Kutipan Teks>
_ _ _ _ _
Opsi Memperlebar Defisit Anggaran
Lemahnya realisasi pendapatan
pajak pada dua bulan pertama 2016 dibandingkan pendapatan pajak selama dua
tahun terakhir membuat defisit anggaran diprediksi semakin melebar. Apalagi,
beleid pengampunan pajak masih menggantung di DPR dan belanja Pemerintah dalam
APBN 2016 lebih tinggi dibandingkan APBN sebelumnya.
Kondisi ekonomi yang belum
kondusif sepenuhnya, menjadi salah satu faktor mengapa realisasi pajak selama
dua bulan pertama 2016 menurun. Apalagi, struktur pendapatan pajak masih sangat
bergantung pada pendapatan pajak badan usaha.
Di sisi lain, penurunan harga
minyak dunia juga berpengaruh terhadap penerimaan APBN dari non-pajak.
Sensitivitas penurunan USD 1 harga minyak dunia dapat mempengaruhi pendapatan negara
hingga sebesar Rp 3,5 – 3,9 trilliun, dan belanja negara sebesar Rp 2,5 – 3,6
Trilliun. Bila diasumsikan harga minyak dunia berada pada USD 38 (sesuai dengan
laporan terakhir dari Commodity Market Outlook ), maka penulis memperkirakan
defisit fiskal dapat membengkak menjadi Rp 276,8 - 285,2 Trilliun dari semula
sebesar Rp 273,2 Trilliun.
Laporan terakhir dari World Bank dan
IMF terakhir juga memprediksi melebarnya defisit anggaran pemerintah Indonesia.
World Bank memprediksi bahwa defisit anggaran pada tahun 2016 akan mencapai
2,8% dari PDB. Untuk itu, World Bank menyarankan Pemerintah Indonesia untuk
menjaga defisit di bawah 3% dari PDB dan mengurangi belanja Pemerintah yang
tidak prioritas (yang tidak berhubungan dengan belanja infrastruktur).
Sementara itu, IMF yang juga
memprediksi defisit anggaran akan mencapai 2,8% dari PDB (baseline). Namun demikian, IMF juga menuturkan dalam laporannya
bahwa bila Indonesia mampu melakukan reformasi, maka defisit anggaran dapat
hanya mencapai 2,5% dari PDB. Reformasi yang dimaksud oleh IMF ialah
meningkatkan pendapatan negara dari cukai, meminimalkan pengeluaran yang bukan
prioritas, juga mengurangi resiko sumber penerimaan dari pasar finansial.
_ _ _ _ _
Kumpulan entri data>
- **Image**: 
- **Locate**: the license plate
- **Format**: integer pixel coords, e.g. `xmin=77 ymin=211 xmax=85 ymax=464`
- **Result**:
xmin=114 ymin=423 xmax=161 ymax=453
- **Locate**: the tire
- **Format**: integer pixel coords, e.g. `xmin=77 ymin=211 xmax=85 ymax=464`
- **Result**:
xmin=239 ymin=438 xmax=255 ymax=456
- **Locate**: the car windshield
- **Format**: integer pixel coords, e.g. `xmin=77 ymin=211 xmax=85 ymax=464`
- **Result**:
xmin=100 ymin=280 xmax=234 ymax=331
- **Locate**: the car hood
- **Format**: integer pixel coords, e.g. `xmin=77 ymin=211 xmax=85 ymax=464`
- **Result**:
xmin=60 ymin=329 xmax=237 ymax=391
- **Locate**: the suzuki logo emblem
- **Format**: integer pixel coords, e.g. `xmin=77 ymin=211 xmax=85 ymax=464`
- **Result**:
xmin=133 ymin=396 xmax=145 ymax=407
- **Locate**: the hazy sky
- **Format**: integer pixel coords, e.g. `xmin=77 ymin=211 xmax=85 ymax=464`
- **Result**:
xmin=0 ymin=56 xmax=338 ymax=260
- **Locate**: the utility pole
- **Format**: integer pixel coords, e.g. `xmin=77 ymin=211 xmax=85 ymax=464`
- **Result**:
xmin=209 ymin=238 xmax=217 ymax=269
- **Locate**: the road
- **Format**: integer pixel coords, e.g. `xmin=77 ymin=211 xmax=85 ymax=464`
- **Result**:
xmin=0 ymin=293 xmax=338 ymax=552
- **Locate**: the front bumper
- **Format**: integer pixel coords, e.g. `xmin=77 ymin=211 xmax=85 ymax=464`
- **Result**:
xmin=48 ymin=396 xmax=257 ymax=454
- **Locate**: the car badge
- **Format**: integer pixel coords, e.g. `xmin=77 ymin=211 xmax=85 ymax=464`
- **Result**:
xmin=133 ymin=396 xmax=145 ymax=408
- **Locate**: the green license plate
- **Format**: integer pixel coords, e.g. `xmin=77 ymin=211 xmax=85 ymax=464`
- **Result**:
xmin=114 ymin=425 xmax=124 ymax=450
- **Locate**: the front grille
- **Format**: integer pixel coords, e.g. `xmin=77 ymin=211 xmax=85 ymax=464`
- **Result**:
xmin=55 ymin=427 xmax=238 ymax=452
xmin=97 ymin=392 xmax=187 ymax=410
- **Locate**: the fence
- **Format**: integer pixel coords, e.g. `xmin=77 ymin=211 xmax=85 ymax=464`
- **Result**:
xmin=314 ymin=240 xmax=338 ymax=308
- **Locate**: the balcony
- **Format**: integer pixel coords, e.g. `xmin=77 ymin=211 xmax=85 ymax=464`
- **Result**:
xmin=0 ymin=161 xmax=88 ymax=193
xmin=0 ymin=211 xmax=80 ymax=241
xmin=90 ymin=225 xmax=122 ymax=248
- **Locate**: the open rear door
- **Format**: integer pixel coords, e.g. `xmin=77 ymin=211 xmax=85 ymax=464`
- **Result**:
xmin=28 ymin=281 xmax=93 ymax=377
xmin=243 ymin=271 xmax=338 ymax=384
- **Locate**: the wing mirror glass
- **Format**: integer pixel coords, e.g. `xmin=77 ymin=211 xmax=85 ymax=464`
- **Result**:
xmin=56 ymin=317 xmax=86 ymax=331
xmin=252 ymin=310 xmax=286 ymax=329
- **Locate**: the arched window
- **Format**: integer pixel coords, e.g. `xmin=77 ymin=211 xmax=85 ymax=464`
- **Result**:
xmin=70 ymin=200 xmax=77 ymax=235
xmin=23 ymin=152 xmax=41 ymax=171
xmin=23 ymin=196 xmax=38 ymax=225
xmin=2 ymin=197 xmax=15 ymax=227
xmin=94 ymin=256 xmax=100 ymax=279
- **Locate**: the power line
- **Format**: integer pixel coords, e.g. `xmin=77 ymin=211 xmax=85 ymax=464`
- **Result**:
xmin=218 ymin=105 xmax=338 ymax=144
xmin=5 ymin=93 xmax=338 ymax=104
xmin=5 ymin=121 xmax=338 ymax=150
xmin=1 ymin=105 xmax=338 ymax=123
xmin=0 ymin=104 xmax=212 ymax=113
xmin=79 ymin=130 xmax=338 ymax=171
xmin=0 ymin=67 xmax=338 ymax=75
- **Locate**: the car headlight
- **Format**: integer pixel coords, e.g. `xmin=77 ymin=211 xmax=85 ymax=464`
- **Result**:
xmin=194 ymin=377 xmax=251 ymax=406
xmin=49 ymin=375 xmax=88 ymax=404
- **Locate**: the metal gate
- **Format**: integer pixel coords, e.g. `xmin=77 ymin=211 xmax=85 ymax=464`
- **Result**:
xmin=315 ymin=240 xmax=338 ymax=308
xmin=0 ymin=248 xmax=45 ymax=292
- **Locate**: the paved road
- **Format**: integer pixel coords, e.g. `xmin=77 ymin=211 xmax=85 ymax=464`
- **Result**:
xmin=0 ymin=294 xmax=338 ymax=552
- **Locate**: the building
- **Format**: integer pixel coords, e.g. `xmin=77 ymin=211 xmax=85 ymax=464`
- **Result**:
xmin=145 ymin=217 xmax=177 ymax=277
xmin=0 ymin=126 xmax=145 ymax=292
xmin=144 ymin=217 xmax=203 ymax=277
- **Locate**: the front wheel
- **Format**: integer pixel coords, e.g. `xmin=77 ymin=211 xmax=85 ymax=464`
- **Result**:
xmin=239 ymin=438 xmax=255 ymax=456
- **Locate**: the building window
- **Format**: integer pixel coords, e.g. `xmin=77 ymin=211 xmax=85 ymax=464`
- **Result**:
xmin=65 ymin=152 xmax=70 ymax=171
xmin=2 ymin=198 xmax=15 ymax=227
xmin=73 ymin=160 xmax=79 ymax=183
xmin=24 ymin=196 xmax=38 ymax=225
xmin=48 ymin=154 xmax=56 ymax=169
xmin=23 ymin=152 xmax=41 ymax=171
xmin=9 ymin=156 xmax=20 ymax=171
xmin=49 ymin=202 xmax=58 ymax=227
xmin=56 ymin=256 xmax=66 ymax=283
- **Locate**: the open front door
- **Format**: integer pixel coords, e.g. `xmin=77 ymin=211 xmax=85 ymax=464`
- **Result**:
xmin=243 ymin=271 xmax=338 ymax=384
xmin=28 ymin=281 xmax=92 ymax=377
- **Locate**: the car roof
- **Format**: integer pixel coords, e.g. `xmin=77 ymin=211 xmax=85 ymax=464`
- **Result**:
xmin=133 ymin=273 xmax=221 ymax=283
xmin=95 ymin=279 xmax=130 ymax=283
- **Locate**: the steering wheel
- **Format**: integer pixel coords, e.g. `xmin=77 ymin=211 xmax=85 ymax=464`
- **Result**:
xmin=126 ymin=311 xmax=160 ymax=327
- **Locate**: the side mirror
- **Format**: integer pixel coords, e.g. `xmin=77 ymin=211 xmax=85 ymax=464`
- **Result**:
_ _ _ _ _
Daftar Tugas>
**a)** Dalam teks tentang defisit anggaran, berapa besar defisit anggaran 2016 yang diprediksi World Bank?
**b)** Teruskan teks tentang defisit anggaran dari kalimat terakhirnya.

Kumpulan Jawaban>
**a)** 2,8% dari PDB.

**b)**
Meskipun demikian, pelebaran
defisit anggaran sebenarnya dapat menjadi salah satu opsi dalam RAPBNP 2016.
Apalagi, ditengah kelesuan ekonomi, belanja Pemerintah pada tahun lalu justru
menjadi salah satu sumber pertumbuhan baru.
Di tahun ini, meskipun Bank
Indonesia sudah menurunkan suku bunga acuan dalam tiga bulan pertama tahun
2016, tetapi rasanya masih sulit mengharapkan sektor swasta untuk bangkit
secepatnya, dan memutar kembali roda ekonomi.
Masalahnya, banyak pihak
menganggap bahwa pelebaran defisit anggaran berarti menjadi pertanda bahwa
kondisi ekonomi berada pada lingkungan yang buruk. Bahkan beberapa pihak
menyebut bahwa Indonesia berada di ujung kebangkrutan karena defisit anggaran
meningkat hingga 2,5% dari PDB pada tahun 2015. Padahal tidak seperti itu juga.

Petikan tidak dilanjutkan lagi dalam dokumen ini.